> [Document]:
- - - - - - -

10.    In view of the foregoing the National Registration Department is not entitled to impose the requirement for the Appellant to produce a Certificate or a declaration as the Syariah Court will not have jurisdiction over the Appellant who is a person who does not profess the religion of Islam.

 

11.    In the case of Dalip Kaur v Pegawai Polis Daerah, Balai Polis Daerah, Bukit Mertajam & Anor (1992) 1 MLJ 1 the Court needed the expertise of Islamic experts to give an opinion whether a deceased person was a Muslim and hence the need to refer the matter to the Islamic religious authorities for an opinion on the religious status of the deceased.

 

         But in this case, the appellant is still alive and had sworn a statutory declaration and affidavits to state that she now professes the religion of Christianity and therefore there is no necessity for any Islamic authorities to decide whether she is an apostate from Islam.

 

12.    Article 11 of the Federal Constitution states as follows:-

 

“(1) Every person has the right to profess and practice his religion…”

 

This fundamental liberty is in line with Article 18 of the Universal Declaration of Human Rights which read as follow:-

        

“Everyone has the right to freedom of thought, conscience and religion; this right includes freedom to change his religion or belief, and freedom, either alone or in community with others and in public or private, to manifest his religion or belief in teaching, practice, worship and observance.”

 

13.    I submit that there is now a legitimate expectation amongst Malaysians that the rights enshrined in the Universal Declaration of Human Rights, so far as those rights are not inconsistent with the fundamental liberties guaranteed to us in our Federal Constitution, will be respected and given due regard by all the organs of State in Malaysia, since it has been statutorily recognized by virtue of s.4(4), Human Rights Commission of Malaysia Act 1999.

- - - - - - -

> [Data to process]:
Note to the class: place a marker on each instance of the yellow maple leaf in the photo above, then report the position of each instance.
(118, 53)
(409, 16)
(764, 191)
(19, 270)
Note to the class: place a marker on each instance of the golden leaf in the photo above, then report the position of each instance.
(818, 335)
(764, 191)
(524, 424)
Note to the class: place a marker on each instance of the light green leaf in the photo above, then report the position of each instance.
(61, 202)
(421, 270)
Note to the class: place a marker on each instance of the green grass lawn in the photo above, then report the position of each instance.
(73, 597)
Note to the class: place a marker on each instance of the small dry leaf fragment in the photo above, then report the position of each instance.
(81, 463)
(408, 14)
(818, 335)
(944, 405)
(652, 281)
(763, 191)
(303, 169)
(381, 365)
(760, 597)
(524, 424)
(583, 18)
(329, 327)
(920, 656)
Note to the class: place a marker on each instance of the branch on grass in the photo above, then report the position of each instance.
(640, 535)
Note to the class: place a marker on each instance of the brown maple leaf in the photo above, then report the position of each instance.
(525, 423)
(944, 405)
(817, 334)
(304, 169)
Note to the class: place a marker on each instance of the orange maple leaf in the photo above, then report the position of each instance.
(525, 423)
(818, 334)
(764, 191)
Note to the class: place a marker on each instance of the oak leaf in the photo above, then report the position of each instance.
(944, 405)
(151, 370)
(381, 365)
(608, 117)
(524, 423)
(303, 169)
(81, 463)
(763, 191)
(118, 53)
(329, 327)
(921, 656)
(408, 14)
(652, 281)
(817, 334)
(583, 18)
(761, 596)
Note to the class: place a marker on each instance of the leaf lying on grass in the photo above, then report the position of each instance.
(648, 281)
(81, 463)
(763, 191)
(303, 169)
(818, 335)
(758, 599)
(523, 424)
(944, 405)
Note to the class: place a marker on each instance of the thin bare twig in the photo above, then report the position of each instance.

- - - - - - -

> [Work to complete]:
1 > Output the passage of the submission from "This fundamental liberty" to "Malaysia Act 1999.", copied word for word.
2 > Pull out every line of the listing that contains the word "Note", matching case exactly.

> [Expected results]:
1 >
This fundamental liberty is in line with Article 18 of the Universal Declaration of Human Rights which read as follow:-

        

“Everyone has the right to freedom of thought, conscience and religion; this right includes freedom to change his religion or belief, and freedom, either alone or in community with others and in public or private, to manifest his religion or belief in teaching, practice, worship and observance.”

 

13.    I submit that there is now a legitimate expectation amongst Malaysians that the rights enshrined in the Universal Declaration of Human Rights, so far as those rights are not inconsistent with the fundamental liberties guaranteed to us in our Federal Constitution, will be respected and given due regard by all the organs of State in Malaysia, since it has been statutorily recognized by virtue of s.4(4), Human Rights Commission of Malaysia Act 1999.

2 >
Note to the class: place a marker on each instance of the yellow maple leaf in the photo above, then report the position of each instance.
Note to the class: place a marker on each instance of the golden leaf in the photo above, then report the position of each instance.
Note to the class: place a marker on each instance of the light green leaf in the photo above, then report the position of each instance.
Note to the class: place a marker on each instance of the green grass lawn in the photo above, then report the position of each instance.
Note to the class: place a marker on each instance of the small dry leaf fragment in the photo above, then report the position of each instance.
Note to the class: place a marker on each instance of the branch on grass in the photo above, then report the position of each instance.
Note to the class: place a marker on each instance of the brown maple leaf in the photo above, then report the position of each instance.
Note to the class: place a marker on each instance of the orange maple leaf in the photo above, then report the position of each instance.
Note to the class: place a marker on each instance of the oak leaf in the photo above, then report the position of each instance.
Note to the class: place a marker on each instance of the leaf lying on grass in the photo above, then report the position of each instance.
Note to the class: place a marker on each instance of the thin bare twig in the photo above, then report the position of each instance.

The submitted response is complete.